### WORK INSTRUCTIONS
Show each line of the listing that contains the word "metal".

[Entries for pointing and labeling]
◇ ◇ ◇ ◇ ◇ ◇ ◇
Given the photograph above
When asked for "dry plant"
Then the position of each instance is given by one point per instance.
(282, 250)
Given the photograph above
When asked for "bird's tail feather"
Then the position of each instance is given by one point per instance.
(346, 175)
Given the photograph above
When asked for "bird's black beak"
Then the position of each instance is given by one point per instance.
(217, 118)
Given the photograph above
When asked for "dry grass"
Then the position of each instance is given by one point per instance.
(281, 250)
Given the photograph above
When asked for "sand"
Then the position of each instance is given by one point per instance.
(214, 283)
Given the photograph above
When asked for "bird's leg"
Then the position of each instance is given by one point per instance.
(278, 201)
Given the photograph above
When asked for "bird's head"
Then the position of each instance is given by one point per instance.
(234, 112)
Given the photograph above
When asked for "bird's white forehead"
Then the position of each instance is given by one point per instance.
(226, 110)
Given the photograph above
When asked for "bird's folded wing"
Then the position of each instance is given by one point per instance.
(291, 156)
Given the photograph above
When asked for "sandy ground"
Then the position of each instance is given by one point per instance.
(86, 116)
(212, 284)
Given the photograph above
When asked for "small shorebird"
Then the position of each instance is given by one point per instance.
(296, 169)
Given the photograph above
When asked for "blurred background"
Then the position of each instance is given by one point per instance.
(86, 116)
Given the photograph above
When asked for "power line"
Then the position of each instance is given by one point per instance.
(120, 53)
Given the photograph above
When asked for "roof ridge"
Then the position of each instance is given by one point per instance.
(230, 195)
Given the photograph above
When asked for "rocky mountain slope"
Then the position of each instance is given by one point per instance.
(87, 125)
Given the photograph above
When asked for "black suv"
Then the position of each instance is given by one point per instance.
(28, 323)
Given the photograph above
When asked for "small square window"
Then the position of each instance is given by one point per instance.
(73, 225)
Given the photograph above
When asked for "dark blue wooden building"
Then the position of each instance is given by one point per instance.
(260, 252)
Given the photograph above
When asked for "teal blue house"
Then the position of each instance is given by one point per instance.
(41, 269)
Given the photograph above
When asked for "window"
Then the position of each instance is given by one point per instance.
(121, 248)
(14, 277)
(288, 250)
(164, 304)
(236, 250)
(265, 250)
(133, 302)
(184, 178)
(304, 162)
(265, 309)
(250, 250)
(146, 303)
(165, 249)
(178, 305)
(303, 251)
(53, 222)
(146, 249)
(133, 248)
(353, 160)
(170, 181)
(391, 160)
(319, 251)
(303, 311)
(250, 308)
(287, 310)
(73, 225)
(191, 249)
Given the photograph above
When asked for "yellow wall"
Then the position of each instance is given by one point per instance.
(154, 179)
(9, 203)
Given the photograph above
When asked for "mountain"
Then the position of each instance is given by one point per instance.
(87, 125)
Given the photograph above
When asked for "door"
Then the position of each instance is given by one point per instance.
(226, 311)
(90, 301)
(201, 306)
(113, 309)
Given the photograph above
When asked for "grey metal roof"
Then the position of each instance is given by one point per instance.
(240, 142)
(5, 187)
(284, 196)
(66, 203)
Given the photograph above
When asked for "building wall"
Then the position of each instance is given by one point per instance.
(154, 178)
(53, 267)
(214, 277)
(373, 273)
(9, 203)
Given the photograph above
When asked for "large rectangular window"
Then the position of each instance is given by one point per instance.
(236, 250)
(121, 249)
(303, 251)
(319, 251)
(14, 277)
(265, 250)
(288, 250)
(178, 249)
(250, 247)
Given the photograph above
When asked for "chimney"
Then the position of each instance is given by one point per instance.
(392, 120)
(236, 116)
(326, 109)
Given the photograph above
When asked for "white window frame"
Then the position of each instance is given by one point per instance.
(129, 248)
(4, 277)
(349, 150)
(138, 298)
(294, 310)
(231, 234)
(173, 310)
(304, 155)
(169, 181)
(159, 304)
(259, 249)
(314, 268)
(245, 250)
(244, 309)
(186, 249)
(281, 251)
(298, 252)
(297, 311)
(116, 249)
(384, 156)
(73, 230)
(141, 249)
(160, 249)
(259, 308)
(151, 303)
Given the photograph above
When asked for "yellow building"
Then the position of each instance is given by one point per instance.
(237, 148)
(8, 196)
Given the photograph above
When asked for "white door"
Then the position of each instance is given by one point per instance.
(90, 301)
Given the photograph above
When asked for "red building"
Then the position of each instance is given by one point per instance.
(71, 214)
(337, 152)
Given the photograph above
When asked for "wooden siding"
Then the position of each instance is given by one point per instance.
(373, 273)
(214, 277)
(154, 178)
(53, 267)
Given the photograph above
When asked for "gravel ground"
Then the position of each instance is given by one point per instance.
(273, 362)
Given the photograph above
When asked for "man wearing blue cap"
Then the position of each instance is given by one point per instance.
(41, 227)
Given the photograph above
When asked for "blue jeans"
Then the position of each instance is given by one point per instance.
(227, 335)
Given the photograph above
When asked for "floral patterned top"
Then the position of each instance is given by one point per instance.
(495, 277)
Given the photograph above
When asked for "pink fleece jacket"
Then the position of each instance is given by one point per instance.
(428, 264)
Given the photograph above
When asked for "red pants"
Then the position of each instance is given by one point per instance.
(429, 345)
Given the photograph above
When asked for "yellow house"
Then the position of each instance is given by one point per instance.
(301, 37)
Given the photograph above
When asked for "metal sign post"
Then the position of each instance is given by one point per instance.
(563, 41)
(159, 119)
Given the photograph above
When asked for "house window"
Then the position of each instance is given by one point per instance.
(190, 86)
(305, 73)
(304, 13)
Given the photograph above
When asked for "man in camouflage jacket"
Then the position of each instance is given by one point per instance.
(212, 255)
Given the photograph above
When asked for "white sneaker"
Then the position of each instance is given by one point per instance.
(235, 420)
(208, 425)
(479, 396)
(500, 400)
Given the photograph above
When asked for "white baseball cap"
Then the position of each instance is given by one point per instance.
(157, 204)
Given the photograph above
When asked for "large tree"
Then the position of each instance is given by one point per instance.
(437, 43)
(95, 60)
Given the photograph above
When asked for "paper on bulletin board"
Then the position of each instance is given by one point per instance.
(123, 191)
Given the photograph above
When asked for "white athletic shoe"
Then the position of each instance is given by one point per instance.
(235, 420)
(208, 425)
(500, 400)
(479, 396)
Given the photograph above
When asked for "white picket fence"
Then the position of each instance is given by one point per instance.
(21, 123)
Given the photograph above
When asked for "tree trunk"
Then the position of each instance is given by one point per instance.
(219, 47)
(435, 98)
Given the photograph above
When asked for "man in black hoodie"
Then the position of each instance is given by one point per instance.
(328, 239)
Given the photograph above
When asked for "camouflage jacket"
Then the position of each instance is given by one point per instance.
◇ ◇ ◇ ◇ ◇ ◇ ◇
### RESULT FOR THIS EXERCISE
When asked for "grey metal roof"
When asked for "metal sign post"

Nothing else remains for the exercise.